Written exercise:
Rewrite the material below, changing every "marker" to "point" and keeping everything else identical. Leave the pictures out.

------------------------------------------------------------------------

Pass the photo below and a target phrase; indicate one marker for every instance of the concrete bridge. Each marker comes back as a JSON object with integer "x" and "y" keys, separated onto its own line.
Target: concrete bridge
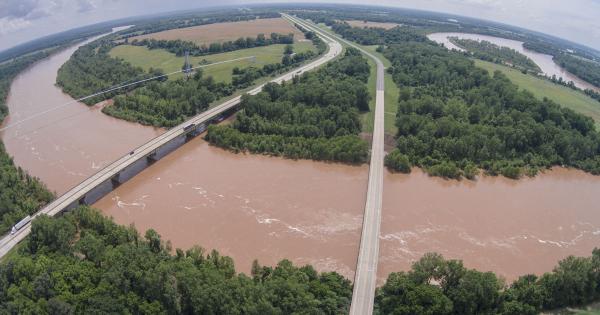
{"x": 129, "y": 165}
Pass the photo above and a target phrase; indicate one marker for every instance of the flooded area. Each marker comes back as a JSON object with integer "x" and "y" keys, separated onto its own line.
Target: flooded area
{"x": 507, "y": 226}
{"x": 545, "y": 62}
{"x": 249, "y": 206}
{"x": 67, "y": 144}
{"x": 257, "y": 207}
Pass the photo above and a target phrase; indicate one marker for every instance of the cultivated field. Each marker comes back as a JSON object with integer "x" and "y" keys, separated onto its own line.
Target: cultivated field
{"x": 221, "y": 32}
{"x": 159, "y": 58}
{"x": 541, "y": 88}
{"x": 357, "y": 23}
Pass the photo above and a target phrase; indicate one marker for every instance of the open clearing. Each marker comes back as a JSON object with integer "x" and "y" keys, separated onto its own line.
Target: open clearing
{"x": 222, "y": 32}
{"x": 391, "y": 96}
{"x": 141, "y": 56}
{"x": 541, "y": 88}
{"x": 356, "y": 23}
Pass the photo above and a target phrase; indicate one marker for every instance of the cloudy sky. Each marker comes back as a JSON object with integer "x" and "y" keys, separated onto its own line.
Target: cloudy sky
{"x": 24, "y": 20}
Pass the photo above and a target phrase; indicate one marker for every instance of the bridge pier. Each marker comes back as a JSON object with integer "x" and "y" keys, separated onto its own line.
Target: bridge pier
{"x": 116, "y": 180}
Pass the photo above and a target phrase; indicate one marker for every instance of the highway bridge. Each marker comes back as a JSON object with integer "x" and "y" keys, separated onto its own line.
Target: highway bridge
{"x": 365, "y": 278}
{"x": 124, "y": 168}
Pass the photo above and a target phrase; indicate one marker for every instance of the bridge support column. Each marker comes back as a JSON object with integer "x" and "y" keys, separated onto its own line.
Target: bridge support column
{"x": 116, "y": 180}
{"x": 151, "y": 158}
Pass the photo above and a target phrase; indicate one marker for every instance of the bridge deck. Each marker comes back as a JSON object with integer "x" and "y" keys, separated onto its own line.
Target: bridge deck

------------------------------------------------------------------------

Solved exercise:
Pass the photo below and a target phrase; indicate one point for every instance of the concrete bridge. Each point comes back as a JSON object with integer "x" and "y" keys, separated onto its own line.
Target: concrete bridge
{"x": 129, "y": 165}
Pass the photo above and a target phrase; indicate one point for every instance of the flooded area. Each point comes back as a JSON object with integer "x" and "y" keys, separated onto its own line.
Target: flooded area
{"x": 507, "y": 226}
{"x": 545, "y": 62}
{"x": 249, "y": 206}
{"x": 67, "y": 144}
{"x": 257, "y": 207}
Pass the photo above and a target phrase; indicate one point for every instance of the cultivated field. Each point comes back as a JSON object with integer "x" and "y" keys, separated onto its own line.
Target: cultivated field
{"x": 221, "y": 32}
{"x": 159, "y": 58}
{"x": 541, "y": 88}
{"x": 357, "y": 23}
Pass the photo above and a target phrase; indicate one point for every instance of the open clearing. Each point comes back as a JSON object with integer "x" and "y" keys, separated onto its own line.
Target: open clearing
{"x": 222, "y": 32}
{"x": 391, "y": 96}
{"x": 141, "y": 56}
{"x": 541, "y": 88}
{"x": 356, "y": 23}
Pass the photo above and a target phrase; indicate one point for every instance of the cloudy sky. Each point comes back as a JSON object with integer "x" and "y" keys, separated onto its own line.
Target: cloudy sky
{"x": 24, "y": 20}
Pass the photo above and a target phrase; indicate one point for every instance of the bridge pier. Each point comes back as a JSON object with integer "x" and "y" keys, separated onto its own line.
Target: bridge pier
{"x": 116, "y": 180}
Pass the photo above and a target phrase; indicate one point for every instance of the highway bridge. Each point comes back as a JSON object with integer "x" and "y" keys, separated onto its own line.
Target: highway bridge
{"x": 365, "y": 278}
{"x": 124, "y": 168}
Pass the photo above and a target phrase; indicate one point for every instance of the bridge support column. Each point comes back as a JSON object with integer "x" and "y" keys, separated onto its own line.
Target: bridge support column
{"x": 116, "y": 180}
{"x": 151, "y": 158}
Pass the photo above and a target phrase; indicate one point for every instance of the bridge deck. Each point comes back as a JSON object with integer "x" and "y" keys, separated onto its own line.
Target: bridge deck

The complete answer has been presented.